### SET PROBLEM
Set every record down verbatim and omit the pictures.

Entries from a dataset:
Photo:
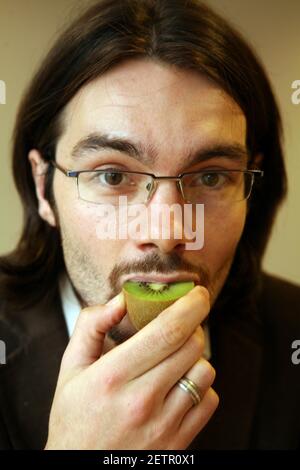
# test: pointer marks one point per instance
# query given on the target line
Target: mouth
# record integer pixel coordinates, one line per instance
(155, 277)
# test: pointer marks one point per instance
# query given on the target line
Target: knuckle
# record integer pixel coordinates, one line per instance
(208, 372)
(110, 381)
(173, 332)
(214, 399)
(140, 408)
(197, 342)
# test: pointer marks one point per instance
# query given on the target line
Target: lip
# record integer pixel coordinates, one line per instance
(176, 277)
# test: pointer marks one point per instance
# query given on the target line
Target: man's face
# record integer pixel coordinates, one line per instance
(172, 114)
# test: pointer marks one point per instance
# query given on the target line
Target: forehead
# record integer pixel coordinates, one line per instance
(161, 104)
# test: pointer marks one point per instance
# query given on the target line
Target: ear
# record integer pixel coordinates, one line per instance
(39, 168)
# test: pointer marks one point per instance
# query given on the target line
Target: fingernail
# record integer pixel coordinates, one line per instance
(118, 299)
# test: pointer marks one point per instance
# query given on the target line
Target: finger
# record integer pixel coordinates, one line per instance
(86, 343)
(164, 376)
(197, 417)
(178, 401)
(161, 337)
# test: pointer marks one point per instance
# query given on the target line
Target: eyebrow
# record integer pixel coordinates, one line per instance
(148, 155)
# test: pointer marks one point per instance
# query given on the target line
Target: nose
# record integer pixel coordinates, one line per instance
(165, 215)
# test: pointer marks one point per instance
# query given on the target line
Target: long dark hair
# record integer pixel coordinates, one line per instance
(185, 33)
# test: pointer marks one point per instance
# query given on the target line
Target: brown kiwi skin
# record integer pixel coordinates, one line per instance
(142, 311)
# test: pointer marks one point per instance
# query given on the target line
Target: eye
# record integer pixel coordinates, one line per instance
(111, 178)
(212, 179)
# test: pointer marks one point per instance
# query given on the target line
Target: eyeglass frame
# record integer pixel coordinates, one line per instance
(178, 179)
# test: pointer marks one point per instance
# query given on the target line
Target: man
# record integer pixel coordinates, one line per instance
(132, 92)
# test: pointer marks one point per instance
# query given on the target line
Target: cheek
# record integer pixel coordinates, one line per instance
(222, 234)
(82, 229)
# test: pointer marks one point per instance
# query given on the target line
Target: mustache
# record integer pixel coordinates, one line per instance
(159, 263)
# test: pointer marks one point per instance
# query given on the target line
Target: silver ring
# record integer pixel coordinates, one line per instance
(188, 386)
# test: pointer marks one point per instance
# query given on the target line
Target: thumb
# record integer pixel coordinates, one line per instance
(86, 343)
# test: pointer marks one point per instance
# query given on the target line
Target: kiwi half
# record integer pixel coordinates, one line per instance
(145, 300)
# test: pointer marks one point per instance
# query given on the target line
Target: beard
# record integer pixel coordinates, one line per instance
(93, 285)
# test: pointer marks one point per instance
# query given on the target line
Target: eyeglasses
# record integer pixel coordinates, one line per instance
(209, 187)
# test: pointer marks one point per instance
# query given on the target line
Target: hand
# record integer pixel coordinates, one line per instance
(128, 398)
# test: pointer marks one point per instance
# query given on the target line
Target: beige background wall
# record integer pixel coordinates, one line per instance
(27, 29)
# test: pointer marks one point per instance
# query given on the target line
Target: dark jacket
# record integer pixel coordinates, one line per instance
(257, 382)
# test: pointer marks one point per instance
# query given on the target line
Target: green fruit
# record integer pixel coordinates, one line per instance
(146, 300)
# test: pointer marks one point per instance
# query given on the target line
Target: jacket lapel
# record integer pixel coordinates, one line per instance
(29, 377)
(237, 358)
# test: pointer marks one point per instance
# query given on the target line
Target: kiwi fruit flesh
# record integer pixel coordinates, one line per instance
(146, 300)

### SOLUTION FOR THIS TASK
Photo:
# test: pointer marks one point per instance
# query given on the target line
Target: mouth
# record integer pixel coordinates, one line per instance
(155, 277)
# test: pointer marks one point per instance
# query given on the target line
Target: knuckle
# record integer pixel coordinates, one line per instance
(208, 372)
(110, 381)
(173, 332)
(214, 399)
(140, 408)
(197, 342)
# test: pointer marks one point per instance
# query given on the target line
Target: lip
# record integer pixel coordinates, one line per instance
(176, 277)
# test: pointer marks one point per instance
# query given on the target line
Target: man's face
# record integer pixel coordinates, one line per instance
(172, 114)
# test: pointer marks one point per instance
# query given on the target line
Target: forehead
# record integer pixel coordinates, one line per instance
(161, 104)
# test: pointer marks one point per instance
# query given on the target line
Target: ear
# record integer pixel coordinates, one line per instance
(39, 168)
# test: pointer marks one point per instance
# query given on the target line
Target: fingernail
# record integer pixel coordinates, one line per instance
(118, 299)
# test: pointer marks one point per instance
# query given on the target line
Target: finger
# record integer pixel coordinates, one line per instance
(86, 343)
(164, 376)
(197, 417)
(178, 401)
(161, 337)
# test: pointer marks one point per instance
# query given on the target line
Target: eyebrow
# record integer pixel coordinates, one line per instance
(148, 155)
# test: pointer marks one point per instance
# query given on the target line
Target: nose
# record integer pixel coordinates, one line per instance
(165, 215)
# test: pointer marks one point per instance
# query given on the target line
Target: long dark hair
# record integer pixel coordinates, one line per instance
(185, 33)
# test: pointer marks one point per instance
# query given on the target line
Target: brown kiwi skin
# record integer pixel coordinates, one line per instance
(142, 311)
# test: pointer marks one point per instance
# query given on the target line
Target: eye
# record integer pixel coordinates, one line per instance
(111, 178)
(212, 179)
# test: pointer marks one point per instance
# query given on the target line
Target: eyeglass frame
# record integer pixel coordinates, one line per instance
(178, 179)
# test: pointer marks one point per instance
# query given on the target line
Target: man
# record integer pixel coordinates, one line per instance
(132, 92)
# test: pointer marks one point per instance
# query given on the target line
Target: cheek
# record integer pixel coordinates, one line per instance
(222, 234)
(82, 229)
# test: pointer marks one point per instance
# query given on the target line
Target: mustache
# record integer pixel coordinates, one line per instance
(159, 263)
# test: pointer marks one point per instance
# query given on the target line
Target: silver ring
# record integer pixel coordinates, one line per instance
(188, 386)
# test: pointer marks one point per instance
# query given on the target line
Target: thumb
# record integer pixel coordinates, one line per instance
(86, 343)
# test: pointer marks one point per instance
# query given on the target line
Target: kiwi half
# record integer pixel coordinates, one line per instance
(145, 300)
# test: pointer marks one point per instance
# query given on the target line
Target: beard
# record integer pixel coordinates, one line per instance
(93, 285)
# test: pointer marks one point per instance
# query given on the target line
Target: eyeglasses
# record integer pixel coordinates, one line per instance
(209, 187)
# test: pointer marks one point per instance
# query given on the target line
Target: hand
# record integer pixel coordinates, one line per instance
(128, 398)
# test: pointer marks one point per instance
# query given on the target line
Target: beige background wall
# record integer pixel coordinates, one line per instance
(27, 29)
# test: pointer marks one point per instance
# query given on the target line
Target: dark jacket
# record integer pixel coordinates, one line per instance
(257, 382)
# test: pointer marks one point per instance
# query given on the target line
Target: green fruit
# record integer pixel coordinates, one line per instance
(146, 300)
# test: pointer marks one point per instance
# query given on the target line
Target: jacket lapel
# record integer pixel coordinates, one line per instance
(29, 377)
(237, 358)
# test: pointer marks one point per instance
# query given on the target line
Target: kiwi fruit flesh
# record integer pixel coordinates, one line per instance
(146, 300)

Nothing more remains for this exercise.